(Coordinate annotation records)
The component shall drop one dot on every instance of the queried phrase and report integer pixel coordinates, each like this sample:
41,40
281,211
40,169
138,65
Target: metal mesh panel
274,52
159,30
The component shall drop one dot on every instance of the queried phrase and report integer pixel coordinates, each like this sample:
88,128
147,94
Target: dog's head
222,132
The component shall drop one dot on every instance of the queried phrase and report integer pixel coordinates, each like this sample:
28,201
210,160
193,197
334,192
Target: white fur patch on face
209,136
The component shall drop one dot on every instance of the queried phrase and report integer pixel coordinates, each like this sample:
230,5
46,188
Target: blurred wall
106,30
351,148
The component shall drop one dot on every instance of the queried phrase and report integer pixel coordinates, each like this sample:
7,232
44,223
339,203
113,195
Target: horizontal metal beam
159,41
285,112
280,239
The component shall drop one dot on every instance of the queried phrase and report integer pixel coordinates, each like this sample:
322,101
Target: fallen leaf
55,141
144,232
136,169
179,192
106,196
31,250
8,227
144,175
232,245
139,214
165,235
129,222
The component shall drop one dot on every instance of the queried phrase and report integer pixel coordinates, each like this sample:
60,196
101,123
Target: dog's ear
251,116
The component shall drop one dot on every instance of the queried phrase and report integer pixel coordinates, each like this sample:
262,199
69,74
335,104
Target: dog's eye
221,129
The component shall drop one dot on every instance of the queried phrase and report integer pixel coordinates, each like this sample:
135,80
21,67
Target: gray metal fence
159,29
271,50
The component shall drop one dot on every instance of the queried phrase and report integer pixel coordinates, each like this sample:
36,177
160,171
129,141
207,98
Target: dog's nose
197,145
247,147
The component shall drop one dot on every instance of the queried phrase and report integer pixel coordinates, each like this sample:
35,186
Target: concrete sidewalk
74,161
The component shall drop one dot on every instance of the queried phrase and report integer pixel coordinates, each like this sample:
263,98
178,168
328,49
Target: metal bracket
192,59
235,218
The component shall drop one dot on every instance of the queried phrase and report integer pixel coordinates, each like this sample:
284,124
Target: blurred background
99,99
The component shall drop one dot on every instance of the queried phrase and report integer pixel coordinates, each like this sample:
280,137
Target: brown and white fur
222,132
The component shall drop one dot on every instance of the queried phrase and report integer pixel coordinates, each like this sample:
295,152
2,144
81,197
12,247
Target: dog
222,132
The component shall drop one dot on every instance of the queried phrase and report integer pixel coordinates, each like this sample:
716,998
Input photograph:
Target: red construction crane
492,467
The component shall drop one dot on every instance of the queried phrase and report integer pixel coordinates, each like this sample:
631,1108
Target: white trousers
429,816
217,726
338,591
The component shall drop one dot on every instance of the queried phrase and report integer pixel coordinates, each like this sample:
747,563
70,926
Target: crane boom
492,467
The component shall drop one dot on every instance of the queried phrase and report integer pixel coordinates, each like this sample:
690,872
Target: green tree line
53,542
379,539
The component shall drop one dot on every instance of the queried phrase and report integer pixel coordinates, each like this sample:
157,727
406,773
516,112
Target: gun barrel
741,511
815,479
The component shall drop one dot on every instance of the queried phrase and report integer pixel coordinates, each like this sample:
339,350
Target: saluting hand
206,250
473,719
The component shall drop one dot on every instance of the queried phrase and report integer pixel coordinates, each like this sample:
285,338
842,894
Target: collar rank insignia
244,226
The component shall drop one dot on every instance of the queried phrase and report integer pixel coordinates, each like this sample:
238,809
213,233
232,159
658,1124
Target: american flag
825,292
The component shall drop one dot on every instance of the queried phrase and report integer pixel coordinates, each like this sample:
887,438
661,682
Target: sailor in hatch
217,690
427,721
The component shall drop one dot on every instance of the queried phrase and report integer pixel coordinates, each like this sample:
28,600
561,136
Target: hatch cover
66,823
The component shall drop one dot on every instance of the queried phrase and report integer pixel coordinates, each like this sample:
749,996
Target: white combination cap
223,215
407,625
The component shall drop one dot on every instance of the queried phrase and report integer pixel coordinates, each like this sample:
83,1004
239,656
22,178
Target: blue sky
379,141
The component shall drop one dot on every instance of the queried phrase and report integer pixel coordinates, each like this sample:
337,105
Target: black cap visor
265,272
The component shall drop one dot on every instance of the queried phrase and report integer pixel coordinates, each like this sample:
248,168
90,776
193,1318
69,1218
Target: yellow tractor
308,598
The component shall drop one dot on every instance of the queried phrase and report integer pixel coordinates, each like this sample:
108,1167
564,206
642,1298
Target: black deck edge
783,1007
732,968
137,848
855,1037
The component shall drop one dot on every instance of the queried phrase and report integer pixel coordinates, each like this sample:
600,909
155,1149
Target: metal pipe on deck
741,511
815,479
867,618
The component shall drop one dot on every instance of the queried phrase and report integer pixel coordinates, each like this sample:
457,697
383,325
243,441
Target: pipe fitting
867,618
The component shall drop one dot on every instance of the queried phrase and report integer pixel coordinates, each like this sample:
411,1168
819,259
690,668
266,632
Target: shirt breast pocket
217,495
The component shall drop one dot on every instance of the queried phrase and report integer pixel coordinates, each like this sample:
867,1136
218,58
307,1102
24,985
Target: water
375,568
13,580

- [Short task] Each record must be repeated exactly as it is.

- [Result of this task]
The component shall drop one dot on every instance of the queried phrase and report integer pixel coordinates, each like this sample:
41,40
281,211
40,169
138,65
Target: metal mesh panel
274,52
159,30
The component shall drop one dot on every instance of the queried phrase and report integer pixel coordinates, each like this sample:
88,128
147,94
Target: dog's head
222,132
The component shall drop one dot on every instance of the queried phrase and report integer pixel coordinates, each like this sample:
28,201
210,160
193,197
334,192
Target: white fur patch on face
209,136
The component shall drop one dot on every instance of the queried phrase and report integer pixel coordinates, each like this sample:
230,5
46,188
Target: blurred wall
106,30
351,148
The component shall drop one dot on every instance of the queried phrase and report integer pixel coordinates, each like this sample:
7,232
44,223
339,203
113,195
Target: horizontal metal beam
159,41
285,112
280,239
The component shall drop one dot on every instance of the queried phrase and report integer pixel coordinates, each like this sample:
322,101
Target: fallen leaf
55,141
144,232
136,169
179,192
106,196
31,250
8,227
144,175
232,245
139,214
165,235
129,222
The component shall drop one dot on every instance of the queried phrase and report integer pixel coordinates, each like this sample:
60,196
101,123
Target: dog's ear
251,116
The component shall drop one dot on every instance of the queried phrase and report integer pixel coordinates, each like this sample:
262,199
69,74
335,104
Target: dog's eye
221,129
The component shall drop one dot on every instance of the queried phrase and report integer pixel coordinates, each like this sample:
135,80
21,67
Target: gray metal fence
159,29
271,50
The component shall drop one dot on every instance of the queried phrase and report integer pixel coordinates, each like this sample:
36,177
160,171
129,141
207,98
Target: dog's nose
197,145
247,147
The component shall drop one dot on every instance of the queried phrase and report integer pixel coordinates, each like this sample:
35,186
Target: concrete sidewalk
74,161
The component shall drop one dot on every instance of the queried phrase and report integer pixel coordinates, each like this sample:
263,98
178,168
328,49
Target: metal bracket
192,59
235,218
The component shall drop one dot on every instance of the queried phrase and report integer pixel coordinates, each like this sample:
284,124
Target: blurred background
99,99
The component shall drop one dot on every instance of the queried phrase and report integer pixel coordinates, each like this sample:
280,137
Target: brown and white fur
222,132
The component shall drop one dot on every instance of the queried phrase and report integer pixel coordinates, each like this sample:
295,152
2,144
81,197
12,247
Target: dog
222,132
The component shall drop one dot on every instance of the queried phrase and report integer pixel coordinates, each like this sample:
716,998
Input photograph:
Target: red construction crane
492,467
The component shall drop one dot on every instance of the queried phrase and report integer pixel coordinates, each like this sample:
631,1108
Target: white trousers
429,816
217,726
338,591
The component shall drop one dot on every instance of the queried phrase and report integer pixel coordinates, each like this sample:
747,563
70,926
Target: crane boom
492,467
The component shall drop one dot on every instance of the queried phrase and report integer pixel coordinates, each like this sample:
690,872
Target: green tree line
53,542
379,539
The component shall drop one dot on every instance of the queried phrase and report integer pixel coordinates, each like this sample:
157,727
406,773
516,112
Target: gun barrel
741,511
815,479
The component shall drop one dot on every instance of the queried phrase and report integer pixel coordinates, each like this sample:
339,350
Target: saluting hand
206,250
473,719
The component shall drop one dot on every instance of the queried phrase and report integer pixel coordinates, each like this sample:
285,338
842,894
Target: collar rank insignia
244,226
The component shall drop one dot on every instance of the queried phrase and report integer pixel coordinates, each like this sample:
238,809
213,233
232,159
658,1124
Target: american flag
825,292
The component shall drop one dot on every instance of the queried phrase and report integer pixel coordinates, each like this sample:
887,438
661,682
Target: sailor in hatch
217,690
427,721
The component shall drop one dot on every instance of the queried phrase and report integer pixel coordinates, each like this sample:
28,600
561,136
Target: hatch cover
66,823
The component shall drop one dot on every instance of the queried phrase and report integer pixel coordinates, each like this sample:
749,996
Target: white combination cap
223,215
407,625
The component shall drop one dot on every instance of the queried phrase and report integer pixel coordinates, each like this sample:
83,1004
239,656
22,178
Target: blue sky
379,141
The component shall drop one dot on every instance of the queried phrase and report integer pixel coordinates, each like this sample:
337,105
Target: black cap visor
265,272
The component shall drop one dot on every instance of the queried phrase and report integer pixel coordinates, each like this sample:
248,168
90,776
193,1318
69,1218
Target: yellow tractor
308,598
The component shall drop one dot on every instance of the queried phrase and report integer pixel coordinates, each like this sample:
108,1167
564,206
642,1298
Target: black deck edge
783,1007
732,968
137,848
855,1037
The component shall drop one dot on every instance of the queried phrase and report integer pixel coordinates, each like this sample:
600,909
155,1149
Target: metal pipe on deck
741,511
815,479
867,618
The component shall drop one dot on every instance of the queried phrase and report integer pixel coordinates, each like this sample:
457,697
383,325
243,441
Target: pipe fitting
867,618
The component shall drop one dot on every instance of the queried phrase and report integer pixel coordinates, each like this sample:
411,1168
819,259
690,668
266,632
Target: shirt breast pocket
217,495
The component shall drop one dot on every instance of the queried phrase and report integer pixel coordinates, each like this sample:
867,1136
218,58
307,1102
24,985
Target: water
375,568
13,580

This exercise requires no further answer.